### [Document extract]
Events from the year 1901 in the United States.

Incumbents

Federal Government 
 President: William McKinley (R-Ohio) (until September 14), Theodore Roosevelt (R-New York) (starting September 14)
 Vice President:
 until March 4: vacant
 March 4–September 14: Theodore Roosevelt (R-New York)
 starting September 14: vacant
 Chief Justice: Melville Fuller (Illinois)
 Speaker of the House of Representatives: David B. Henderson (R-Iowa)
 Congress: 56th (until March 4), 57th (starting March 4)

Events

January–March
 January 1 – Pentecostalism is born, at a prayer meeting at Bethel Bible College in Topeka, Kansas.
 January 3 – Census Commissioner predicts a US population of at least 300 million by 2001
 January 5 – Typhoid fever breaks out in a Seattle jail, the first of two typhoid outbreaks in the United States during the year.
 January 7 – Alferd Packer is released from prison in the United States after serving 18 years for cannibalism.

### [Supplied entries]
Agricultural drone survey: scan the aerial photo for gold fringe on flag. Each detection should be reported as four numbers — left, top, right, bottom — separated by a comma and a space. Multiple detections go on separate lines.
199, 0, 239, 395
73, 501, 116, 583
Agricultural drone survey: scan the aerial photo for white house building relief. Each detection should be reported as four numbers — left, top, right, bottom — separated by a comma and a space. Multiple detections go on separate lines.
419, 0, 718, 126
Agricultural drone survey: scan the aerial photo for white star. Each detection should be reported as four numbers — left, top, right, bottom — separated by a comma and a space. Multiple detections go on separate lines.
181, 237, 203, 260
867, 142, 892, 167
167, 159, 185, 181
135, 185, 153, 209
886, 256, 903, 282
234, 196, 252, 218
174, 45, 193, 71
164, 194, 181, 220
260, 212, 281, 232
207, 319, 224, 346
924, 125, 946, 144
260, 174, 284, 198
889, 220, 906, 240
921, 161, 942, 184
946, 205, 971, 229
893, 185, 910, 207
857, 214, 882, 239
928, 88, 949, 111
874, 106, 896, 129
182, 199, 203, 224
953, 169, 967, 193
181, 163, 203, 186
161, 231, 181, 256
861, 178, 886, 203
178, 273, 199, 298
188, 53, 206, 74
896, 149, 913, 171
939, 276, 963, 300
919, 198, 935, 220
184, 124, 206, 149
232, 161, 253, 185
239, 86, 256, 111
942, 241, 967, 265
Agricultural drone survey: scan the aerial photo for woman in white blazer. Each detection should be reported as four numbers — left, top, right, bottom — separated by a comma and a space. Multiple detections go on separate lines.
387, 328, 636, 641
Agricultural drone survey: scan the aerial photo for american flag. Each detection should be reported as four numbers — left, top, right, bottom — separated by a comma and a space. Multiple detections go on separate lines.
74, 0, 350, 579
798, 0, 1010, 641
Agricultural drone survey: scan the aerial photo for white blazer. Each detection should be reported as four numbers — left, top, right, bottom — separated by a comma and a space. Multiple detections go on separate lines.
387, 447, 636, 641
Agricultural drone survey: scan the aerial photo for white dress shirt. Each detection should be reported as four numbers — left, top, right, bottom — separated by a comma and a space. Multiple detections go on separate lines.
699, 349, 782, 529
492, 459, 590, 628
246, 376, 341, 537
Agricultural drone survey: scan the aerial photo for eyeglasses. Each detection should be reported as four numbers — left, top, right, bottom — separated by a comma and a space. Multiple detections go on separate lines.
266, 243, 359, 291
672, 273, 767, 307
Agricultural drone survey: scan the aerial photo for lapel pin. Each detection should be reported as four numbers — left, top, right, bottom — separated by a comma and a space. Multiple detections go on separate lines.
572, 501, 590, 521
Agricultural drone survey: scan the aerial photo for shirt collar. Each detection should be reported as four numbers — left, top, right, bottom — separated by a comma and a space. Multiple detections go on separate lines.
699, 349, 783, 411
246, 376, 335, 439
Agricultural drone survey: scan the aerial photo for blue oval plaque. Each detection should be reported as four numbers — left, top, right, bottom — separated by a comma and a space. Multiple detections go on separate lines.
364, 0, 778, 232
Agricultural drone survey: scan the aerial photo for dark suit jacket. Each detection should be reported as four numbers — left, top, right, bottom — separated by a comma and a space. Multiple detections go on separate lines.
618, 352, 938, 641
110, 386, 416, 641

### [Problems to work on]
(1) Answer these questions using the 1901 United States overview:
(a) Who was Chief Justice?
(b) Where was the prayer meeting at which Pentecostalism was born?
(c) For how many years was Alferd Packer imprisoned before his release?
(2) Print, word for word, the part of the 1901 United States overview between "Events from the" and "(starting September 14)", inclusive.

### [Answers to the exercise]
(1)
(a) Melville Fuller
(b) Bethel Bible College in Topeka, Kansas
(c) 18 years

(2)
Events from the year 1901 in the United States.

Incumbents

Federal Government 
 President: William McKinley (R-Ohio) (until September 14), Theodore Roosevelt (R-New York) (starting September 14)